**Instrucciones y requisitos:**
Continúa el texto sobre la guerra civil española a partir de su última oración.

**Fragmento de origen:**
----
Se cumplen 75 años del levantamiento militar que dio lugar al inicio de la guerra civil española. El tiempo transcurrido permite evaluar los acontecimientos en todas sus contradicciones y dilemas. La tarea de la historia consiste precisamente en instalar los matices, percibir variaciones en donde lo que en su momento predominó fueron los antagonismos irreductibles. La historia no está obligada a practicar la tolerancia o el relativismo, su compromiso es con la verdad y es la verdad la que exige contemplar lo real con el abanico del arco iris.

Todavía hoy los historiadores se interrogan sobre lo que pasó en España para que el desenlace fuera la guerra civil. ¿El peligro del comunismo? Para 1936 el comunismo era una opción minoritaria. ¿El peligro del fascismo? Su expresión más visible, la Falange, fundada por Primo de Rivera, obtuvo el 0,50 por ciento de los votos en las elecciones de febrero de ese año. Sin embargo, la lógica de la guerra colocó en el candelero el desenlace fascista o comunista. La derrota del centro político primero y el repliegue de las variantes moderadas de derecha e izquierda, provocó una situación revolucionaria que la derecha franquista zanjó a su favor luego de tres años de guerra civil.

La literatura de izquierda le reprocha a la derecha haberse opuesto a las más tibias reformas económicas y democráticas. Según este punto de vista se trataba de una derecha clerical y anacrónica que recurrió a las armas para defender sus privilegios de casta. La derecha, por su parte, sostiene que fue la izquierda la responsable de haber tensado las contradicciones al límite y haber precipitado la guerra civil como antesala de la revolución social.

Más allá de los inevitables sesgos ideológicos, ambas hipótesis disponen de buenos fundamentos para defender sus posiciones. Sin embargo, en 2011 a mí no me complace del todo esa conclusión. Puedo admitir que la causa republicana encarnó un ideal justo, pero hoy sería necio desconocer que en la derecha también había ideales, coraje y dudas, muchas dudas, acerca del desenlace de una guerra que representaba una regresión a la barbarie en sus versiones más crueles.
----
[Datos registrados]
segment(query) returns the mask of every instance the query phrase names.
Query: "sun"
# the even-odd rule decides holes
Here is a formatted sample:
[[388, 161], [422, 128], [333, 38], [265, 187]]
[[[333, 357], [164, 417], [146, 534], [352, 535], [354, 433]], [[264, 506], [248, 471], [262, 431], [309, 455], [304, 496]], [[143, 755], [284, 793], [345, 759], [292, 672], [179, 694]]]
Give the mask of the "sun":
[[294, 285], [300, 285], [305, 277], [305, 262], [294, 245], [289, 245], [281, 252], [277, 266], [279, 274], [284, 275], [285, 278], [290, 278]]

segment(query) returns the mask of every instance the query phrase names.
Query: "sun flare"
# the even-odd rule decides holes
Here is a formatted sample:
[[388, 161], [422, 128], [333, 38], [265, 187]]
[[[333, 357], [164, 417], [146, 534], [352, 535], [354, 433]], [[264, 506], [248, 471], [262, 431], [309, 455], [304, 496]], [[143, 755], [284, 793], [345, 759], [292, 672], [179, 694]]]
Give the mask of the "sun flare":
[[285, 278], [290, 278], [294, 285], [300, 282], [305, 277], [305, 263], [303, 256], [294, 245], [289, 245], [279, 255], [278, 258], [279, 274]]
----
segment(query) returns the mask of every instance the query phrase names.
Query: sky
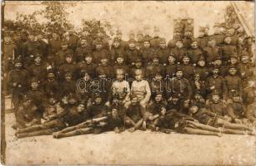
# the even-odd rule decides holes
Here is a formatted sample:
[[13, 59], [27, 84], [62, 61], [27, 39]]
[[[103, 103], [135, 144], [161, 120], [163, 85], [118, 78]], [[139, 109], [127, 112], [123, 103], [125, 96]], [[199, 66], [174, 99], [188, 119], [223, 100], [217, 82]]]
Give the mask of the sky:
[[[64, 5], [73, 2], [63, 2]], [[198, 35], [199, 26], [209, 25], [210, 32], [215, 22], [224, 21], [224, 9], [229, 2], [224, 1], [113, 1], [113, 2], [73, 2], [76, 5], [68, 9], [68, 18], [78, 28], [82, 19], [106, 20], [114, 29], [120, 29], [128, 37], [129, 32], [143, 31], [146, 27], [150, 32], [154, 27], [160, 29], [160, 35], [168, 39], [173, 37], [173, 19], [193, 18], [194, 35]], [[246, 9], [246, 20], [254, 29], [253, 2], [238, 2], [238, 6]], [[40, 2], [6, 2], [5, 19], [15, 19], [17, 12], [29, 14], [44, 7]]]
----
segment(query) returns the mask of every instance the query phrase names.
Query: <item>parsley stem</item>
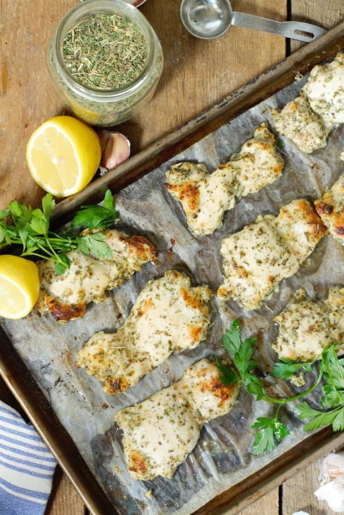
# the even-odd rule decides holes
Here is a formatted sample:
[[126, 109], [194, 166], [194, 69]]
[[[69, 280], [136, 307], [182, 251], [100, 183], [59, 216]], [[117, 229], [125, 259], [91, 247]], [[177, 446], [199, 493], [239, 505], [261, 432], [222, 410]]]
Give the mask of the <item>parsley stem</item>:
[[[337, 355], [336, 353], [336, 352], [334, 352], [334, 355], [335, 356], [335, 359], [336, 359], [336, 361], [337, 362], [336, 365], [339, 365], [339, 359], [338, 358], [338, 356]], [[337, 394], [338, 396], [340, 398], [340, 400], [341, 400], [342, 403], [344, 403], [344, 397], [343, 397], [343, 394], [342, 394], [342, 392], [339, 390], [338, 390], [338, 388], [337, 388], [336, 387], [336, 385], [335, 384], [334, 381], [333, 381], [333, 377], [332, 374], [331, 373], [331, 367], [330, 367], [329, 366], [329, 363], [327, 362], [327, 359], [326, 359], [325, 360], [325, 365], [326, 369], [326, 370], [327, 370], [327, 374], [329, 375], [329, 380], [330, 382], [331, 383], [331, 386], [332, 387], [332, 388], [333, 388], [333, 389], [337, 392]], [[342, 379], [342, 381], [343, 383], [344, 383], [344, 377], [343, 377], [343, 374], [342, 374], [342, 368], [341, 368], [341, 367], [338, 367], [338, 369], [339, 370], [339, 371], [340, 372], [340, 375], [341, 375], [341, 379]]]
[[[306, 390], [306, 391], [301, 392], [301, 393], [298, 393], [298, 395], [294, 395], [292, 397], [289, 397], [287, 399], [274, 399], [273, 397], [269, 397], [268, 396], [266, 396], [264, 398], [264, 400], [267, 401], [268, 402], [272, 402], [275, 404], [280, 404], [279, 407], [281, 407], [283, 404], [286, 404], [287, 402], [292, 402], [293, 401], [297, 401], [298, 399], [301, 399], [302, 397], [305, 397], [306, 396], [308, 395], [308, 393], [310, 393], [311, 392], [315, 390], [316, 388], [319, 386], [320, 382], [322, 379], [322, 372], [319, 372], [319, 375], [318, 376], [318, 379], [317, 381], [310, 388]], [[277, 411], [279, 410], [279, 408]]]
----
**Resultado del ejercicio:**
Para quien, como en mi caso, pobló los años de su adolescencia y juventud con las canciones republicanas de la guerra civil y los poemas de Pablo Neruda, César Vallejos y Miguel Hernández, decir esto no es sencillo ni es fácil. No estamos obligados a ser leales a nuestros amores juveniles, pero tampoco es justo traicionarlos. Equivocados o no, la causa de los republicanos es sagrada y lo sagrado no se toca y, mucho menos, se interpela en nombre de la razón.

La causa de la República es, además un “sentimiento”, un ideal, un recuerdo trágico pero al mismo tiempo, heroico. ¿Por qué traicionar los amores juveniles en nombre de la razón o el supuesto conocimiento objetivo de la historia? Tengo los años suficientes como para convivir con mis prejuicios; y si la República es eso, lo siento por la objetividad.

Pero sin embargo, no sería del todo leal a mis convicciones si dejara de hacerme algunas preguntas que hoy son indispensables hacer so pena de vivir encerrado en los mitos del pasado. ¿Me contradigo? Por supuesto. No puedo dejar de hacerlo. A las razones del corazón hay que escucharlas, pero no son las únicas. Sartre fue el que más insistió en que hay que aprender a pensar en contra de uno mismo y, me guste o no, lo sucedido en España en aquellos años exige pensar en contra de uno mismo. No quiero renegar de las coplas de la guerra civil, pero tampoco es justo opinar sobre la guerra civil española bajo la exclusiva autoridad de las canciones republicanas.

El 18 de julio de 1936 algunas unidades militares se levantaron en contra del gobierno de la República. Los jefes militares fueron los generales Emilio Mola, Gonzalo Queipo del Llano y Francisco Franco. La sublevación militar fue, más que un golpe de Estado, el inicio de la guerra civil. Hoy hay datos disponibles para pensar que el gobierno de la república era el que contaba con mayores posibilidades de ganar la guerra. Controlaba más territorio, disponían de más tropas y mejores armamentos y los principales jefes militares eran leales. Los datos, en este sentido, son concluyentes: de veintisiete generales en actividad solo siete se sublevaron; la Marina y la Aviación se mantuvieron leales. La república disponía, además, de otro formidable recurso para ganar la guerra: el dinero, el Tesoro de la Nación.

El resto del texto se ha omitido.